## start Passage given

Individual HFR employees have also taken up the cause.

Employee and Cubmaster Jeff Louk had his Cub Scout Pack 210 at St. Edward Catholic Church send personal letters to every soldier in the Third Squadron expressing their appreciation. Cindy Gilliam, wife of HFR stockholder Jim Gilliam, organized the collection of 350 pounds of food and personal supplies for soldiers at her daughter's school, Walnut Grove Elementary.

As for Holmes, the staff sent him off to war with a digital camera, bought him a sturdy laptop computer, and has sent him various morale boosters. Wilson sent him tapes of NASCAR races and University of Tennessee football games.

When Holmes' birthday came around in May, the staff staged a mock party for him at home, videotaped the event, and sent the tape, along with a box of gifts, decorations and a large blow-up cake, to one of Holmes' subordinates. His squadron then broke open the box and a staged a surprise birthday for him.

Wilson said people think of Holmes not only as a company executive, but also a friend. Keeping in touch gives the employees a way to be involved.

"It's our connection to what's going on, and it makes it real, where it's not just something in the paper," Wilson said. "So we get a lot of information back from Jeff, feedback as to what's going on and how he's doing and how the people around him are doing."

## end Passage given

Goal of the exercise
Answer these from the passage about HFR employees supporting Holmes:
1. How many pounds of food and personal supplies did Cindy Gilliam's collection gather?
2. What did Wilson send Holmes tapes of?
3. In which month did Holmes' birthday fall?

## start Supplied material

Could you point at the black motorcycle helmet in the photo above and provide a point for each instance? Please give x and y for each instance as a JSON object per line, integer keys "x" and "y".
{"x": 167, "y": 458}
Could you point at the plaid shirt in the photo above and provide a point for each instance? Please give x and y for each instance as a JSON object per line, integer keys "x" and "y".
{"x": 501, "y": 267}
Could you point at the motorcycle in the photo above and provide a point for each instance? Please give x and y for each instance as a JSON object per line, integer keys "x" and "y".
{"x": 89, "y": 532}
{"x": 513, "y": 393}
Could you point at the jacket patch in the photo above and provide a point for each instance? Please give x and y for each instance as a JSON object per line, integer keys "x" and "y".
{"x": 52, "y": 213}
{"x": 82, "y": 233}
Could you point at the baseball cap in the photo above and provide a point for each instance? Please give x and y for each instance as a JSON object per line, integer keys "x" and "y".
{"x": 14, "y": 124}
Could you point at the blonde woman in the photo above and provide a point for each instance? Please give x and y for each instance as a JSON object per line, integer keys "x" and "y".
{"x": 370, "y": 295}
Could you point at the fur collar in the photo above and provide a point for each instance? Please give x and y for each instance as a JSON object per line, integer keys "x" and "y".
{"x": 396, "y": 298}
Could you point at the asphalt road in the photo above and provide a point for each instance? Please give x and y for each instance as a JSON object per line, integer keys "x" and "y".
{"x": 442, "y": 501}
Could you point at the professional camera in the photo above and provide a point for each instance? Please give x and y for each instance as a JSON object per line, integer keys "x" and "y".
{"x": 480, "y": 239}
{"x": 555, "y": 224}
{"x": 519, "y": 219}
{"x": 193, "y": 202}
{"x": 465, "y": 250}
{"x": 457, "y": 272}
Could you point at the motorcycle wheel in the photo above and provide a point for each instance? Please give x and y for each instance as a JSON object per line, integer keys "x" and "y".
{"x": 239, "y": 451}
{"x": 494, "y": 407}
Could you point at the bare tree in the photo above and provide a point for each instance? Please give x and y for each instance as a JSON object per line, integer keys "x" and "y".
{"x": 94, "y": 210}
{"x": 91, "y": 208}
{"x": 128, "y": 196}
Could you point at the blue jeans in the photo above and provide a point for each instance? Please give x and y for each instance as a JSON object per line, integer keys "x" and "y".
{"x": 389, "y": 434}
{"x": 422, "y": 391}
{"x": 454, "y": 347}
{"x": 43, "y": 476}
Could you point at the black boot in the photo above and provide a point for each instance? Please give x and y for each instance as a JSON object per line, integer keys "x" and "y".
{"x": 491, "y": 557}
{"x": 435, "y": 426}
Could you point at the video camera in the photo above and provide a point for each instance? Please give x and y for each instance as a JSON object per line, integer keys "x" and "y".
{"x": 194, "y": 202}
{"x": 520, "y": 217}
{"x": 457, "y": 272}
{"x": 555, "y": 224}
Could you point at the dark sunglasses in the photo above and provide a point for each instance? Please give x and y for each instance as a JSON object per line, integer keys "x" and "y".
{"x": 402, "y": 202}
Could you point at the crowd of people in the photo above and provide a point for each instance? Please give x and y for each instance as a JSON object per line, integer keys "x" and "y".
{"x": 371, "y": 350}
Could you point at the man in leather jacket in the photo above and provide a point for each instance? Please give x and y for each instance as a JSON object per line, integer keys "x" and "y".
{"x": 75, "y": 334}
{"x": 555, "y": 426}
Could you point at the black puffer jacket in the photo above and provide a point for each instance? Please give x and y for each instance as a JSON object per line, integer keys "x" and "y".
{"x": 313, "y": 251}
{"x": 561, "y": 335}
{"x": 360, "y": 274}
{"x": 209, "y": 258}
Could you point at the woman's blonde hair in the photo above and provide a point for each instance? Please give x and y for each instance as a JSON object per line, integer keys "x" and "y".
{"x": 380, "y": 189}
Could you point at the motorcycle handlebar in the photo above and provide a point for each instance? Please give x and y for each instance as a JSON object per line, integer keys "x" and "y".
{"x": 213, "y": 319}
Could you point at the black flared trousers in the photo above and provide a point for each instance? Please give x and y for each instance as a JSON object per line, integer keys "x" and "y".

## end Supplied material

Answer
1. 350 pounds.
2. NASCAR races and University of Tennessee football games.
3. May.